[Selected excerpt]:
%%
# 2015 New Years Resolutions?



## MannDude (Dec 23, 2014)

Almost time for us to come up with resolutions for the new year that we may or may not (statistically though, do not) keep for an entire year. What things are you going to work on in 2015? Quitting smoking? Losing weight? Saving more money? Finish a project? Start a new hobby?

All I really want to do in 2015 is _cook_ more, which in turn will likely help me eat better/healthier. Which should help me lose a bit of softness gathered around the edges from a year of sitting at a desk when combined with an effort to exercise a bit more.

In 2014 I quit smoking, though it wasn't my first attempt or even kicked at the beginning of the year but I did eventually kick the habit. So I'm hoping I can develop better cooking habits and spend more time in the kitchen doing things like preparing multiple meals at once and cooking food that can also be re-heated later for easier consumption and to avoid eating fast food or making pre-packaged meals or kits that aren't very good or healthy.

What about you?


----------



## raindog308 (Dec 23, 2014)

My new year's resolution is to be more patient with people who ask me stupid questions about computers.

Seriously, that's my resolution.  I am pledging to not reply to my relatives with LMGTFY links.  I promise to repeat the same freaking instructions for unzipping a .zip full of pics I put on Dropbox.  I will try my best to explain that you can't send your 320x240 cell phone pics to Walgreen's and expect a quality 8x10.  I will even be nice when aunts call me from their home phone and are in a panic because "all the icons on my iphone suddenly started wiggling and there are Xs on all of them!" and I will try to resist the urge to tell them that hackers have taken control of their phones.
%%
[Supplied data]:
%%
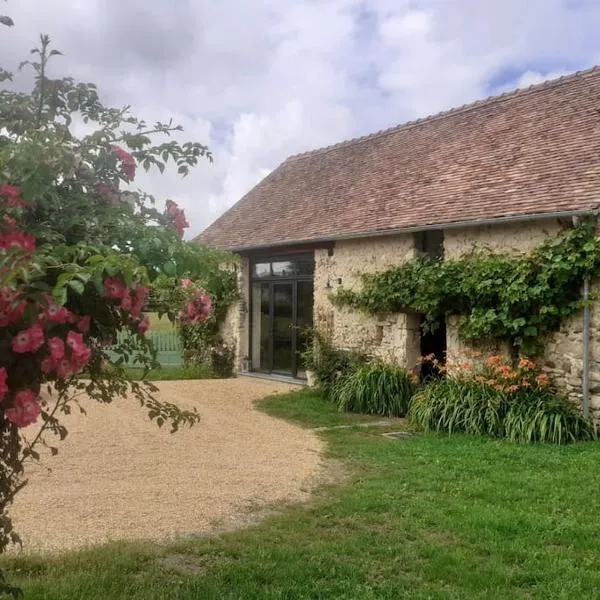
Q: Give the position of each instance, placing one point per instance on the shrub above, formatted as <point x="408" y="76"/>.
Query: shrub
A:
<point x="375" y="388"/>
<point x="499" y="400"/>
<point x="547" y="417"/>
<point x="455" y="406"/>
<point x="222" y="359"/>
<point x="329" y="364"/>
%%
[List of tasks]:
(A) Reproduce the part of the New Year's resolutions thread from "# 2015 New Years" up to and including "a new hobby?".
(B) In the New Year's resolutions thread, what does raindog308 pledge not to send relatives in reply?

[Answers by item number]:
(A)
# 2015 New Years Resolutions?



## MannDude (Dec 23, 2014)

Almost time for us to come up with resolutions for the new year that we may or may not (statistically though, do not) keep for an entire year. What things are you going to work on in 2015? Quitting smoking? Losing weight? Saving more money? Finish a project? Start a new hobby?

(B) LMGTFY links.